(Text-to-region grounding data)
****************************************

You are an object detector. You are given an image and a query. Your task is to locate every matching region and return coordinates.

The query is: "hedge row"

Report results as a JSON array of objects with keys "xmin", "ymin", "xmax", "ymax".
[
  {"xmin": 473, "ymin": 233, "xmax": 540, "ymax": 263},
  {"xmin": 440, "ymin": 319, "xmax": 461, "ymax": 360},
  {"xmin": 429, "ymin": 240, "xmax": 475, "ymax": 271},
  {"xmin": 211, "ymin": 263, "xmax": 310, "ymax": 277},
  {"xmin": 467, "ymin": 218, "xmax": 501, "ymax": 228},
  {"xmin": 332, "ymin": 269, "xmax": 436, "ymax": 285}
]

****************************************

> _Task to complete_
Print exactly the lines that run from the line containing "Report results as" to the end of the data, both ends included.

> _Answer to this exercise_
Report results as a JSON array of objects with keys "xmin", "ymin", "xmax", "ymax".
[
  {"xmin": 473, "ymin": 233, "xmax": 540, "ymax": 263},
  {"xmin": 440, "ymin": 319, "xmax": 461, "ymax": 360},
  {"xmin": 429, "ymin": 240, "xmax": 475, "ymax": 271},
  {"xmin": 211, "ymin": 263, "xmax": 310, "ymax": 277},
  {"xmin": 467, "ymin": 218, "xmax": 501, "ymax": 228},
  {"xmin": 332, "ymin": 269, "xmax": 436, "ymax": 285}
]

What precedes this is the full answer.